• **TRY IT**: Your answer should repeat exactly the line containing "Pass this photo to locate to point out the chair back" and all lines after it through the end of the material below, with no other text.

• **AVAILABLE DATA**:
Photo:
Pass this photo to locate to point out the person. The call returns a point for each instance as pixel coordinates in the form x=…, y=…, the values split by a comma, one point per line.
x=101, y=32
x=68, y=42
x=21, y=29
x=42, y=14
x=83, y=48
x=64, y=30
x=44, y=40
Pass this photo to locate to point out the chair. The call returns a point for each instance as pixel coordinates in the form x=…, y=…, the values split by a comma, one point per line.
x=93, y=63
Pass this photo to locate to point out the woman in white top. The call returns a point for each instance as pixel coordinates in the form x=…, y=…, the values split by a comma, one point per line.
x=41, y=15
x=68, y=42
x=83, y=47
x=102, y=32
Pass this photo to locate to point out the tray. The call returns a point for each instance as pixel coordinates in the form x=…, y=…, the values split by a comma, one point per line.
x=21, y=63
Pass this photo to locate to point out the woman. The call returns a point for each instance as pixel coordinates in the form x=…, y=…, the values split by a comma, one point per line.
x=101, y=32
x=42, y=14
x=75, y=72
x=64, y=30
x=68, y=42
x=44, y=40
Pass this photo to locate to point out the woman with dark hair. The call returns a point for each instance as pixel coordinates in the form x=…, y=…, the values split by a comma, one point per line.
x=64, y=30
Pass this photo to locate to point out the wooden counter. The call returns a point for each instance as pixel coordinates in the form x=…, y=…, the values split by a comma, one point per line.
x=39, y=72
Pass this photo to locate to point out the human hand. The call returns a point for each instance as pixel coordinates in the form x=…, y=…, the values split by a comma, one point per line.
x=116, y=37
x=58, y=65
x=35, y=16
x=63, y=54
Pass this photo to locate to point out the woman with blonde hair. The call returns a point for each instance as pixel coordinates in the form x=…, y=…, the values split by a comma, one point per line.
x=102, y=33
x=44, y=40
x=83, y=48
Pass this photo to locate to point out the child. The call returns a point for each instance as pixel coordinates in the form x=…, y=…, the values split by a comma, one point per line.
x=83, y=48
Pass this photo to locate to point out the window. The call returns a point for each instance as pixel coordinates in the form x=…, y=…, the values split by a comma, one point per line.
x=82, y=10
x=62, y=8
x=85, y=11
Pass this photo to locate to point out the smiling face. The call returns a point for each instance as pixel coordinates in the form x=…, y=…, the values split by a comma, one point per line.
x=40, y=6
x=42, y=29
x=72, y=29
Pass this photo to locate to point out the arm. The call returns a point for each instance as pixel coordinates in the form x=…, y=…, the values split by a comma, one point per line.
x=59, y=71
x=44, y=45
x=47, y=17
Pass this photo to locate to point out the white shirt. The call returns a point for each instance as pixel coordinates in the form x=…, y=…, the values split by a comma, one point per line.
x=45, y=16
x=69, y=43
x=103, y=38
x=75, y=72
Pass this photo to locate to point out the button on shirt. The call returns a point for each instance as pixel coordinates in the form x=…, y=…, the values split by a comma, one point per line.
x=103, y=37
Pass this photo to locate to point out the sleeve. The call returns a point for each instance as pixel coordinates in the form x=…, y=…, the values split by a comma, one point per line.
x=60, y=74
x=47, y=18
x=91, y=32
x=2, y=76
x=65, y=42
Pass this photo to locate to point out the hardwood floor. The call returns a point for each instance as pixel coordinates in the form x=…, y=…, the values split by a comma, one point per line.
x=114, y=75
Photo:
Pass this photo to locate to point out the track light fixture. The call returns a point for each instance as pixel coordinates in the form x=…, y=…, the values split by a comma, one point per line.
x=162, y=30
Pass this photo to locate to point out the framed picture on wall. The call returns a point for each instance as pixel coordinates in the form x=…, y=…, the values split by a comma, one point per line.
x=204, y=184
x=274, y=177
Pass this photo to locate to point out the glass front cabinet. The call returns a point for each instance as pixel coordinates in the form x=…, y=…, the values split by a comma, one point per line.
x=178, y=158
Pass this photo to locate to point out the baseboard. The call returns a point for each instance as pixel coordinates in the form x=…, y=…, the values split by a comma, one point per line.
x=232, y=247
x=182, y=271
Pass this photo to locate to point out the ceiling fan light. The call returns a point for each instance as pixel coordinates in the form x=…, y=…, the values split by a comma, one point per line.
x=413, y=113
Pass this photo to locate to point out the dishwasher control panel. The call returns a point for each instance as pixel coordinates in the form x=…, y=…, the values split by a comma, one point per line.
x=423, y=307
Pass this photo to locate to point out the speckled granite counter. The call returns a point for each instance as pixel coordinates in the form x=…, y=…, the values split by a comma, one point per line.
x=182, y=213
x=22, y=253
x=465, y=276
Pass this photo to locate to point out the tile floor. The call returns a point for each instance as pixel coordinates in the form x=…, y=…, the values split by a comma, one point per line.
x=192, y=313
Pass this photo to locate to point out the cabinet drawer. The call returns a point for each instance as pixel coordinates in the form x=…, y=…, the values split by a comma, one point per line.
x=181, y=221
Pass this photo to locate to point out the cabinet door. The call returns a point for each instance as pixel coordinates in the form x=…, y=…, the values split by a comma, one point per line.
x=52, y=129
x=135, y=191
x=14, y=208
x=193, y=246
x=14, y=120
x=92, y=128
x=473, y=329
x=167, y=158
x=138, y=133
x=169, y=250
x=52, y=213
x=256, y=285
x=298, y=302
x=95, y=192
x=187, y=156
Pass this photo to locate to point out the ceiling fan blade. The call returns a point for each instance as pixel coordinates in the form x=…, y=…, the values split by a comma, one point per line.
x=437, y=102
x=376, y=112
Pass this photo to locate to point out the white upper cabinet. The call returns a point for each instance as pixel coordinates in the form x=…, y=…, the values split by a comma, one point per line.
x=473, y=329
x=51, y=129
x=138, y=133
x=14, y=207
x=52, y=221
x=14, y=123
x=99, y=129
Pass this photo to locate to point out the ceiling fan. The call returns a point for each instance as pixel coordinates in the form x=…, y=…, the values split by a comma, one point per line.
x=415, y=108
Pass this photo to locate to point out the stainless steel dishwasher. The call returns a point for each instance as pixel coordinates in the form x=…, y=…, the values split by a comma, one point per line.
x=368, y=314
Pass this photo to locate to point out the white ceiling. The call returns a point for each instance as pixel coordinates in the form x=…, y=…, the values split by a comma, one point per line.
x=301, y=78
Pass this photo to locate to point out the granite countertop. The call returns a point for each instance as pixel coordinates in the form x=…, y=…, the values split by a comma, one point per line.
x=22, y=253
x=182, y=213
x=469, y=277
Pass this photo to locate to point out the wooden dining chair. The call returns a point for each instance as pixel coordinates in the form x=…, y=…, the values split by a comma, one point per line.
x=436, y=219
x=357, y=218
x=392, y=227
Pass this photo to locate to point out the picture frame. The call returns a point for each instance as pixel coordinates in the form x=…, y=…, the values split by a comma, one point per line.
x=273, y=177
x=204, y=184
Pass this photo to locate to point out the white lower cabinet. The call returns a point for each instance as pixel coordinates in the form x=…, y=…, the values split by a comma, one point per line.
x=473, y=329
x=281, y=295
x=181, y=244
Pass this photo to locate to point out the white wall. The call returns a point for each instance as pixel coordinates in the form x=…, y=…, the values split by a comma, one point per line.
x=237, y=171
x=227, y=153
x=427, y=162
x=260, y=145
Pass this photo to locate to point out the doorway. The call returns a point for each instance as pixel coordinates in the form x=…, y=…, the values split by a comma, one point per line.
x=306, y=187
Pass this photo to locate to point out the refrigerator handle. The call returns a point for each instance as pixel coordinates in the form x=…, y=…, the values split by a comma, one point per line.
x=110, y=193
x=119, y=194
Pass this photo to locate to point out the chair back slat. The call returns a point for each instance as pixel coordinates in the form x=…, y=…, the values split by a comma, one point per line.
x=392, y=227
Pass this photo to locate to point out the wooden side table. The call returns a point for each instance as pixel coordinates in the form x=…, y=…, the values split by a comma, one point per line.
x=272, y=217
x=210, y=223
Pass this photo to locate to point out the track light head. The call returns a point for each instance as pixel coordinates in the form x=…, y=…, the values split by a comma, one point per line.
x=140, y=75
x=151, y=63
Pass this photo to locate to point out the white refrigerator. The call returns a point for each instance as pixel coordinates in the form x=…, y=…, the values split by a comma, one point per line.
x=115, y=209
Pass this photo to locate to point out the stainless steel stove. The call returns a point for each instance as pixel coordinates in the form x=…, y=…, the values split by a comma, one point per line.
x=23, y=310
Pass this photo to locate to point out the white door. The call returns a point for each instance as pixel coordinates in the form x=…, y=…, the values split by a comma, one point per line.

• **RESPONSE AREA**:
Pass this photo to locate to point out the chair back slat. The call returns a point for each instance as pixel coordinates in the form x=…, y=…, the values split by a comma, one point per line.
x=392, y=227
Pass this photo to locate to point out the wooden side table. The call returns a point for each instance as pixel coordinates in the form x=…, y=…, the values split by a comma, one point per line.
x=272, y=217
x=210, y=223
Pass this photo to locate to point out the track light head. The call returns a point for each instance as pixel coordinates in the form x=…, y=…, the values split by a comma, one point per line.
x=140, y=75
x=151, y=63
Pass this photo to locate to point out the white refrigerator. The call returns a point for each instance as pixel coordinates in the form x=…, y=…, the values split by a comma, one point per line.
x=115, y=209
Pass this photo to locate to point out the stainless steel stove. The call returns a point for each instance as pixel coordinates in the form x=…, y=…, the values split by a comma, one point per line.
x=23, y=310
Pass this photo to locate to point out the white door. The call returns a point for each instance as pixel coordinates in the form x=…, y=…, the values split by a comma, one point per line.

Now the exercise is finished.